(Lines of data)

···

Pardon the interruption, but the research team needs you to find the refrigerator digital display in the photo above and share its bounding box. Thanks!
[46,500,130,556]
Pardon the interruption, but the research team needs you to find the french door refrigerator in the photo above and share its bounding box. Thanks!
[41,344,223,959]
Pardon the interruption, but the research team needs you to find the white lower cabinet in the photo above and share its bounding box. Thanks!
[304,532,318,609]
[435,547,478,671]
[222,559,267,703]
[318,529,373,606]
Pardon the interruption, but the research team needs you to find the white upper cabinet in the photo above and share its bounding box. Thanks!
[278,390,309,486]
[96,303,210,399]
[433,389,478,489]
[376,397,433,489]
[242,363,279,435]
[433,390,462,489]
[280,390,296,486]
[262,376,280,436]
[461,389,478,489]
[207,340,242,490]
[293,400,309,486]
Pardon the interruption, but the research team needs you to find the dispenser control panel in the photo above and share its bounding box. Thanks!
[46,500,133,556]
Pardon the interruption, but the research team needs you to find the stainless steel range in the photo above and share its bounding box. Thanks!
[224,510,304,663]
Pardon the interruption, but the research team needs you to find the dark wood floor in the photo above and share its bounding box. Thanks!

···

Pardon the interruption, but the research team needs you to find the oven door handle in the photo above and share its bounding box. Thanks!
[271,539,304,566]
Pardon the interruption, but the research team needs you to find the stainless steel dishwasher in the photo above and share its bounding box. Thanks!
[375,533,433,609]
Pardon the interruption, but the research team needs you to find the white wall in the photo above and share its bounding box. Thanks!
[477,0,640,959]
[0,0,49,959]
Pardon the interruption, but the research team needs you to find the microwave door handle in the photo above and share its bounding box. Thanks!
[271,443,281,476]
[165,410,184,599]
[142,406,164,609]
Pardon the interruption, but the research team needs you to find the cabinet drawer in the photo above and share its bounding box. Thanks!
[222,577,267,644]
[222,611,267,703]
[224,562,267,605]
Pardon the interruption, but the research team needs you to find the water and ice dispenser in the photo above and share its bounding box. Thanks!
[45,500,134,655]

···

> _JOB_
Rewrite the lines from the one containing "find the oven" up to and including the one containing "[45,500,134,655]", substituting "project staff" for every occurrence of "research team" and leaving everything else unchanged. Return only those lines.

> _CORRECT RESULT_
Pardon the interruption, but the project staff needs you to find the oven door handle in the photo above and share its bounding box. Thanks!
[271,539,304,566]
Pardon the interruption, but the project staff needs you to find the stainless steel dishwasher in the photo above and share its bounding box. Thanks!
[375,533,433,609]
Pardon the interruption, but the project staff needs you to find the white wall in the photo above and share its bounding box. Thanks!
[477,0,640,959]
[0,0,49,959]
Pardon the interruption, but the project staff needs you to find the microwave door handle in the photo above and share its bounding box. Thanks!
[271,443,281,476]
[165,410,184,599]
[142,406,164,609]
Pardon the interruption, but the project staff needs you to find the cabinet drawer in the photo above and share its bounding box. Thanks!
[222,577,267,644]
[222,611,267,703]
[224,562,267,605]
Pardon the interruption, but the project staff needs you to find the water and ice dispenser in the photo above and share its bounding box. Thanks!
[45,500,134,655]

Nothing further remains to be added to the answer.